» **CONSIGNES**
1) Recopiez mot pour mot, dans le texte sur le bison d'Amérique, tout ce qui va de "Le bison et" jusqu'à "à la lance.".
2) D'après le texte sur le bison d'Amérique, pendant combien de temps la mère allaite-t-elle son petit ?

··· TEXTE À LIRE ···

Bison d'Amérique

Publié le par François Hameau

Bison d'Amérique

Bovidé sauvage des grandes plaines d’Amérique du Nord. Indissociable de la culture des Indiens des Plaines qui tiraient de la chasse au bison l’essentiel de leurs ressources, il a été, à la fin du XIXè siècle, très près de l’extinction.

Mammifère artiodactyle, le bison américain (bison bison) est le plus gros animal du continent américain. Haut de 1,80 m au garrot, certains mâles peuvent dépasser une tonne. Caractérisé par son aspect massif, il présente une bosse sur le garrot. Le poil qui recouvre la tête, le cou et les pattes avant est plus long et plus sombre que celui du reste du corps. Les cornes sont courtes, pointues et recourbées vers l’avant. La femelle est plus petite que le mâle. Elle donne naissance à un seul petit après une période de gestation de neuf mois. Le petit, que sa mère allaite pendant un an, présente un poil plus roux que celui des adultes, mais au bout de quelques semaines, il acquiert sa couleur définitive.

Répartition

Avant l’invasion du continent américain par les Européens, le bison occupait une grande partie de l’Amérique du Nord. A l’ouest, il atteignait les premiers contreforts des Montagnes Rocheuses. A l’est, quelques troupeaux vivaient dans les prairies verdoyantes situées entre les Appalaches et la côte. On trouvait des bisons dans le nord du Sonora, au Mexique. Mais le domaine de prédilection du bison était la Grande Prairie, l’océan d’herbe qui s’étend au centre du continent. On a estimé leur nombre, au début du XIXè siècle, à environ soixante millions.

Le bison et les Indiens

Le bison est indissociable de la culture des Indiens des Plaines. Avec le cheval et le tipi, il en est le trait le plus caractéristique.

Les Indiens chassaient le bison probablement depuis des millénaires. Dépourvus de chevaux, ils le traquaient à pied. Ils poussaient les troupeaux vers des falaises abruptes d’où les animaux tombaient et se tuaient, ou bien ils les dirigeaient vers des enclos dans lesquels ils les abattaient à l’arc ou à la lance.

Avec l’apparition du cheval, les tribus indiennes se sont déplacées en grand nombre vers les plaines à bisons. Ils ont pu alors mener des chasses plus faciles, mais aussi plus sélectives, ne tuant que le nombre de bêtes nécessaire. Pour les Indiens des Plaines, l’association cheval-bison est devenue un trait culturel majeur.

Le bison fournissait aux Indiens pratiquement tout ce qui était nécessaire à leur vie. La peau, soigneusement tannée par les femmes en utilisant la cervelle et la moelle, servait à recouvrir les tipis et à fabriquer des couvertures confortables, des vêtements et des sacs solides. Le cuir de l’encolure, particulièrement épais et résistant, fournissait les boucliers.

··· LIGNES RÉPERTORIÉES ···

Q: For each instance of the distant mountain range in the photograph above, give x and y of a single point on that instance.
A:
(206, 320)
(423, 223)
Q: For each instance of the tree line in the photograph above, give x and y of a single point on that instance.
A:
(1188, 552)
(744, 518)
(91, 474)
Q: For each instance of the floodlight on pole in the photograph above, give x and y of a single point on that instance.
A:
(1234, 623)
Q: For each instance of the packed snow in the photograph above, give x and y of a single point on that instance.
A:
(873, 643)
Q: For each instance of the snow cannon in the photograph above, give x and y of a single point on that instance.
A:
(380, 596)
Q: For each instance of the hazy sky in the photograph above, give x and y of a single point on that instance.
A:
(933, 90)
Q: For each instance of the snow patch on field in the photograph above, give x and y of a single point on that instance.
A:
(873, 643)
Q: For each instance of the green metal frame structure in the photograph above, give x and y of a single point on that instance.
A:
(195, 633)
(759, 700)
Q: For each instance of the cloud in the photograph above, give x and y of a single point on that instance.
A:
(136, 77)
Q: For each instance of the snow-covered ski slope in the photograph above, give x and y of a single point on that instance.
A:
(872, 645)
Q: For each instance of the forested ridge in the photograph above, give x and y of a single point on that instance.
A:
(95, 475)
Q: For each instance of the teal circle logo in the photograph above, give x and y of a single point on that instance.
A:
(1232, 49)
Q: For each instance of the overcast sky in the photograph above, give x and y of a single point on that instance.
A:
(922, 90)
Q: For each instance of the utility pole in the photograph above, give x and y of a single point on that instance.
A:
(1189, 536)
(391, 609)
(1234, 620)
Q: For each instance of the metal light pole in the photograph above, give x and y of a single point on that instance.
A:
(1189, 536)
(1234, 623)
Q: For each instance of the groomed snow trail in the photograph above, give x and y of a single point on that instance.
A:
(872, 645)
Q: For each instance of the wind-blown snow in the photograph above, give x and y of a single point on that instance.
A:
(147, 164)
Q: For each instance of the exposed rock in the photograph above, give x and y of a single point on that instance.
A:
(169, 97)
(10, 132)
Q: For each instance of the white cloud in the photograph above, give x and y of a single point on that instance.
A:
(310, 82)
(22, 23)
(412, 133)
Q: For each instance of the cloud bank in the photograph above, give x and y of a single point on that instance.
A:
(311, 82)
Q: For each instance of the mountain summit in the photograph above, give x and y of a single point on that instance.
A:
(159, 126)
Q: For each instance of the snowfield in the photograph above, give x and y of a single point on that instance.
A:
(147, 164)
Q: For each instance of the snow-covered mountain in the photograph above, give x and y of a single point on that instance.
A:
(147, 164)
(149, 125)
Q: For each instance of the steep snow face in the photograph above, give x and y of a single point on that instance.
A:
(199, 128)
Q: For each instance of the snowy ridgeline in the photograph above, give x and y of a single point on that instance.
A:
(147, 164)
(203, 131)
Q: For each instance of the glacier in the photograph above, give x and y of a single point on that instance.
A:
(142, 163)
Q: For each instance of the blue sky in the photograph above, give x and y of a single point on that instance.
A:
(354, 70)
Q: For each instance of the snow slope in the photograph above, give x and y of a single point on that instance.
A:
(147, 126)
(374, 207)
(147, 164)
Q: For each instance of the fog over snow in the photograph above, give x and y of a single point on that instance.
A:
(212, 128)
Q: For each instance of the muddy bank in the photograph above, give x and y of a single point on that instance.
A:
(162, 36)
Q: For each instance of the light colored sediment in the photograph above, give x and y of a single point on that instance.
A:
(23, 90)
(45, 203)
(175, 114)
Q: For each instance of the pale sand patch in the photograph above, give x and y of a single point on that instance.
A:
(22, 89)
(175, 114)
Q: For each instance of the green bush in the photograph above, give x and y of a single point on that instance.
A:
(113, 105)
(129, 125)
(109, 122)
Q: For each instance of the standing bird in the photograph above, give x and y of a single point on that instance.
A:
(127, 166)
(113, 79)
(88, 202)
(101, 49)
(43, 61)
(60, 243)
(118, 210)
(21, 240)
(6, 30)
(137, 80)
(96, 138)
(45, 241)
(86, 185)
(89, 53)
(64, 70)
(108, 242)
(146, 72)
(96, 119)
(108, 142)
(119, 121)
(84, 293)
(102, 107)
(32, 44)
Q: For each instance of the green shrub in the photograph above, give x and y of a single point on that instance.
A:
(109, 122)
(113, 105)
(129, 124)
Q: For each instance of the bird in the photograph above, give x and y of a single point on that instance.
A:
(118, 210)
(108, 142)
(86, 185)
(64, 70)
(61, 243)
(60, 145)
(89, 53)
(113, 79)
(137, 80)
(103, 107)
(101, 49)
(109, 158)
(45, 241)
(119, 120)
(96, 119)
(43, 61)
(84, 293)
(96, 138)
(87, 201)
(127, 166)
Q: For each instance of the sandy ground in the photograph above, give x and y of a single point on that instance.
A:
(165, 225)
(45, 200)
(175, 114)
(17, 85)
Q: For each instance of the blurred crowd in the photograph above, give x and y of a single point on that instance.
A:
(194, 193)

···

» **RÉPONSES DANS L'ORDRE**
1)
Le bison et les Indiens

Le bison est indissociable de la culture des Indiens des Plaines. Avec le cheval et le tipi, il en est le trait le plus caractéristique.

Les Indiens chassaient le bison probablement depuis des millénaires. Dépourvus de chevaux, ils le traquaient à pied. Ils poussaient les troupeaux vers des falaises abruptes d’où les animaux tombaient et se tuaient, ou bien ils les dirigeaient vers des enclos dans lesquels ils les abattaient à l’arc ou à la lance.

2) Pendant un an.